__Data for this exercise__:
== == ==

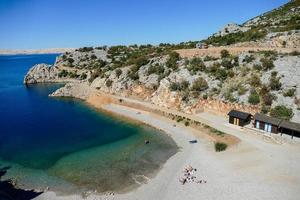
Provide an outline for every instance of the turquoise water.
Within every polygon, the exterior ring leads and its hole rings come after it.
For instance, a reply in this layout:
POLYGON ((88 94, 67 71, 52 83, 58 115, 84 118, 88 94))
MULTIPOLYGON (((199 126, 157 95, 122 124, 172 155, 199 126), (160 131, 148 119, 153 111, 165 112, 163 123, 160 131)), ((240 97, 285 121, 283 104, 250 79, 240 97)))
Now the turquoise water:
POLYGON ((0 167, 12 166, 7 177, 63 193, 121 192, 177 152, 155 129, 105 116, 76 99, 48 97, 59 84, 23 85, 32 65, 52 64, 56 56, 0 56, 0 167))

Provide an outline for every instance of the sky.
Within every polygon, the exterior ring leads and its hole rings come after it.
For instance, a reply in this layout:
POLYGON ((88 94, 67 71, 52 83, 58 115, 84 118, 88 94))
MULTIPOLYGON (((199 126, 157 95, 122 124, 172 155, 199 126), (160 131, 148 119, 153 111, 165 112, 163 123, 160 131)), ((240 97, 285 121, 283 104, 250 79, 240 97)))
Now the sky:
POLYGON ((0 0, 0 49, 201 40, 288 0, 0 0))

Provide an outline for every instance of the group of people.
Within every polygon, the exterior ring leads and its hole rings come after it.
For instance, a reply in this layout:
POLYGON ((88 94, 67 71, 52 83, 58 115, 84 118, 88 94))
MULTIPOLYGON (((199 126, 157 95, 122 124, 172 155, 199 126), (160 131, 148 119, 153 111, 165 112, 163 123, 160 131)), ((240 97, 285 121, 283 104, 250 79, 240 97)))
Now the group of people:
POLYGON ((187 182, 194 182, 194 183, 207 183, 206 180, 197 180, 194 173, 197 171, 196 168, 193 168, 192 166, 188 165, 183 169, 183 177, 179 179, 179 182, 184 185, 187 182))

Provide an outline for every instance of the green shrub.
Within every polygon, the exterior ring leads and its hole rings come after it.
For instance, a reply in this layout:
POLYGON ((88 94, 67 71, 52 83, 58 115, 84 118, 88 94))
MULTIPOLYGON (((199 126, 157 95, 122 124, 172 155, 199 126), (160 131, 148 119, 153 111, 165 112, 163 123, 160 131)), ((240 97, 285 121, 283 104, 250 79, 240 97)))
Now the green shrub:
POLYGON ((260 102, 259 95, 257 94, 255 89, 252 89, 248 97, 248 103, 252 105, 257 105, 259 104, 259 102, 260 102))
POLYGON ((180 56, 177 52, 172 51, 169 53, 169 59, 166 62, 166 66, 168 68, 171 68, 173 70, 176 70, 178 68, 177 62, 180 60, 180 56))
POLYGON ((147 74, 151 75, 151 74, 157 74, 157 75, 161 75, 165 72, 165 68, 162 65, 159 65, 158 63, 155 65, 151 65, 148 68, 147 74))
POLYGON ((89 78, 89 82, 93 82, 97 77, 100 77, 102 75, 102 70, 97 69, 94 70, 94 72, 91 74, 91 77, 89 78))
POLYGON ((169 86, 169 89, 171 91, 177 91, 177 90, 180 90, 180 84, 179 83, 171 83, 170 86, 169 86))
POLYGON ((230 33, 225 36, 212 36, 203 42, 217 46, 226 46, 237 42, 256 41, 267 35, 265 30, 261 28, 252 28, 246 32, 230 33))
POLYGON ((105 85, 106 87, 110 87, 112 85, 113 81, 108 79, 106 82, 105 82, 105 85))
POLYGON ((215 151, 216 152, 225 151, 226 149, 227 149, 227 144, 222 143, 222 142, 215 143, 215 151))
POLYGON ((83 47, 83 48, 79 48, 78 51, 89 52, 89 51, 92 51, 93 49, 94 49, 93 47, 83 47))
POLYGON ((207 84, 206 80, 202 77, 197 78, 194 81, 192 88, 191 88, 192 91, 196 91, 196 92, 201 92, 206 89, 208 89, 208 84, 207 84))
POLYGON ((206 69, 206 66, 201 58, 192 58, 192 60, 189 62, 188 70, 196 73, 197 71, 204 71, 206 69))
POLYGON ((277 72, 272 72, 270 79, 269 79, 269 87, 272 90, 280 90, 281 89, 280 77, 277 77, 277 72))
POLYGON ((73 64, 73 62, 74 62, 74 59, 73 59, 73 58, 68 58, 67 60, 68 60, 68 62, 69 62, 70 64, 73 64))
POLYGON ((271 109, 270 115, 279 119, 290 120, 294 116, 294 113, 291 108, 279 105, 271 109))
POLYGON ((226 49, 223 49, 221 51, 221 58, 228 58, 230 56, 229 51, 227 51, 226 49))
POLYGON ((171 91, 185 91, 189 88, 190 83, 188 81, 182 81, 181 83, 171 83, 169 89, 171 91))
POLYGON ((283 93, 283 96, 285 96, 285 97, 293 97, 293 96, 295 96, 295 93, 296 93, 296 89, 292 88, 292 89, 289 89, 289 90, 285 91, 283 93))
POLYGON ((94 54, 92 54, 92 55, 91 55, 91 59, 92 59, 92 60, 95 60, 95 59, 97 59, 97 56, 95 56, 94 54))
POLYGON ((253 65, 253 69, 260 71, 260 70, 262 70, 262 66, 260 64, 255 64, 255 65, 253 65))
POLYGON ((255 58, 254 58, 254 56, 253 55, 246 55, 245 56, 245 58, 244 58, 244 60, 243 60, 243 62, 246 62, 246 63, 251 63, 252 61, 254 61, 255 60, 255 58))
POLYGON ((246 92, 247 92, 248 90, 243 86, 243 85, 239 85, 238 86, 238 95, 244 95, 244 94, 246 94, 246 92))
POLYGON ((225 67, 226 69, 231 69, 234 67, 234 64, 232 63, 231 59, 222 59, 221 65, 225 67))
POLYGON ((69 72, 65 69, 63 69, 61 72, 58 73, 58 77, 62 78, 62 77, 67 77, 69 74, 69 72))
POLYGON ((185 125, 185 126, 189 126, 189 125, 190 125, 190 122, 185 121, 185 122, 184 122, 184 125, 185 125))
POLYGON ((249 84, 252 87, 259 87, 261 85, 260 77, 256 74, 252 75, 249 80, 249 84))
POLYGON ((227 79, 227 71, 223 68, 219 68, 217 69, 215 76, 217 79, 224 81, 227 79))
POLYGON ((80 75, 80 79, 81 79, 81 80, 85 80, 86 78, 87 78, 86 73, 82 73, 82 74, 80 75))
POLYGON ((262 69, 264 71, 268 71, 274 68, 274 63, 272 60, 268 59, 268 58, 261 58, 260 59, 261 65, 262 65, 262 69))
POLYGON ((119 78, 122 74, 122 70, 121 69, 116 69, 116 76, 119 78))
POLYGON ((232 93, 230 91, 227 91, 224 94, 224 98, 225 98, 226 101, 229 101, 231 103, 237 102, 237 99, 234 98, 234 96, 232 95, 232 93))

== == ==

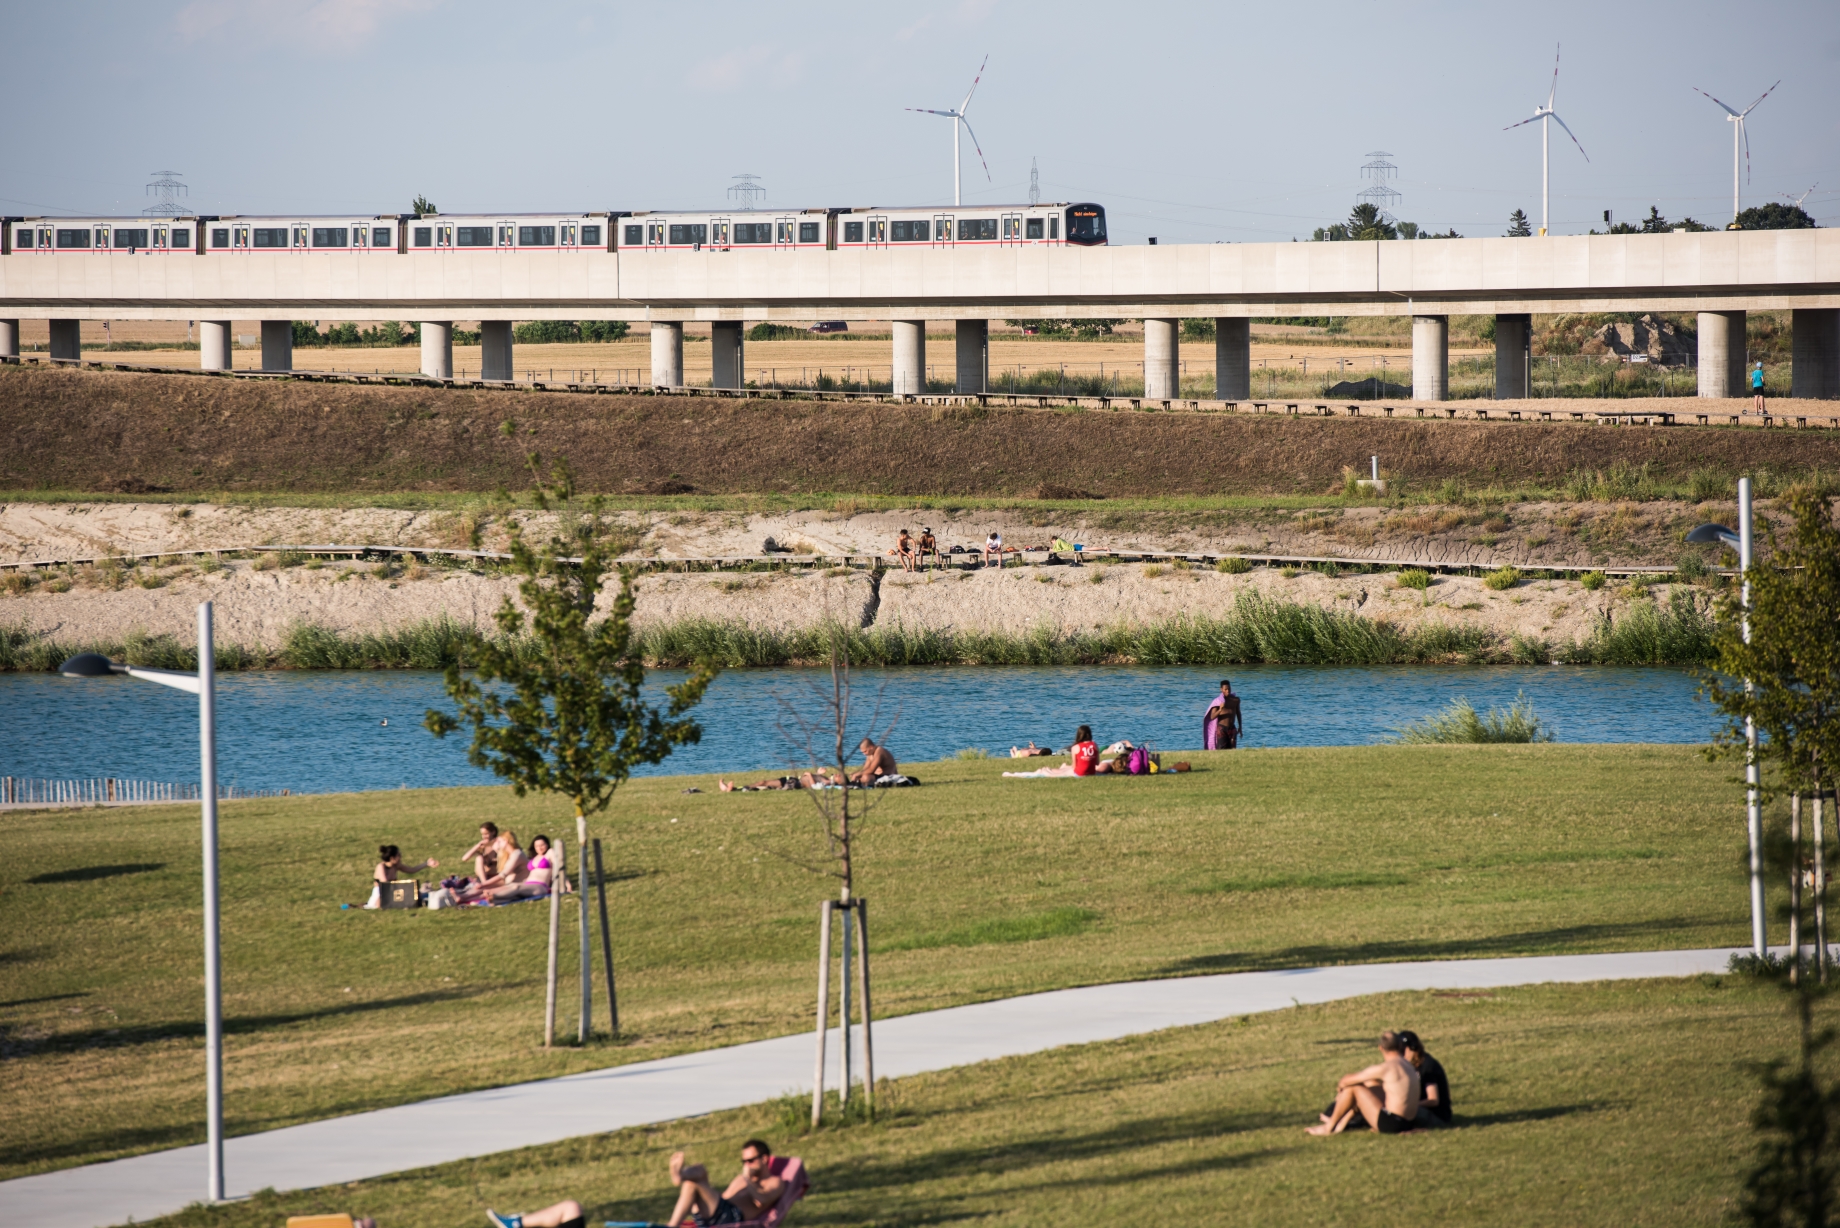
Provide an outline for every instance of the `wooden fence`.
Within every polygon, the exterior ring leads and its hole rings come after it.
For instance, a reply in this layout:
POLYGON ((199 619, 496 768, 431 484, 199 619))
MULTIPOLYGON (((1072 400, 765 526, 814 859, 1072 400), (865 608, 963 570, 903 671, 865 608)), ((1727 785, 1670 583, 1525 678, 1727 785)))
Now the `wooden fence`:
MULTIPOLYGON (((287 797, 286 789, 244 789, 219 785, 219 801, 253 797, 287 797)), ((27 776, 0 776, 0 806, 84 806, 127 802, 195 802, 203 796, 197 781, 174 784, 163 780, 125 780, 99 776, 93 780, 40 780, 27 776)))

== == ==

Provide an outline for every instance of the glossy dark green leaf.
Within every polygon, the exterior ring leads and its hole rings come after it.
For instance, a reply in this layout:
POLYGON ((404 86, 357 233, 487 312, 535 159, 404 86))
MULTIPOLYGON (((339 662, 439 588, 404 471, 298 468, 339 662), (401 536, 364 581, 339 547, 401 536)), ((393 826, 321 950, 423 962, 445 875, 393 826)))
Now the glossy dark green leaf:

== == ==

__Exercise description__:
Your answer must be a single number: the count of lines above that hold the word "dark".

__Expected answer__:
2